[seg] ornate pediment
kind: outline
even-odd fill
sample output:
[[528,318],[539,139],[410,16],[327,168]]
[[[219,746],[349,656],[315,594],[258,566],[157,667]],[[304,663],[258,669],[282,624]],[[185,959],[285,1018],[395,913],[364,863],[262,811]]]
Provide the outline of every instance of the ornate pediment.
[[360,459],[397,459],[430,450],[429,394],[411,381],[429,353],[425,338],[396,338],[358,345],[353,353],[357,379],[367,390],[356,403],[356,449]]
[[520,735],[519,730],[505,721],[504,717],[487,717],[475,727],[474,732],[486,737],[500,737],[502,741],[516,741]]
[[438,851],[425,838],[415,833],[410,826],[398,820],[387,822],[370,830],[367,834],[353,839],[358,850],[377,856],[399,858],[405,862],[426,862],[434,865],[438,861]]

• _TRY IT_
Print exactly the lines of the records from the one containing "kind: outline" through the end, and nothing besides them.

• _YOUR RESPONSE_
kind: outline
even-odd fill
sample output:
[[528,318],[539,139],[410,16],[327,168]]
[[[219,746],[349,656],[315,594],[258,566],[157,667]],[[304,663],[258,669],[282,624]],[[185,959],[285,1018],[395,913],[364,863],[262,811]]]
Provide the outline of every instance of the ornate pediment.
[[360,459],[397,459],[430,450],[429,394],[411,381],[429,353],[425,338],[396,338],[358,345],[353,353],[357,379],[367,390],[356,403],[356,449]]
[[520,735],[519,730],[505,721],[504,717],[487,717],[475,727],[474,732],[486,737],[500,737],[502,741],[516,741]]
[[438,851],[425,838],[415,833],[410,826],[398,820],[387,822],[370,830],[367,834],[353,839],[358,850],[377,856],[399,858],[405,862],[426,862],[434,865],[438,861]]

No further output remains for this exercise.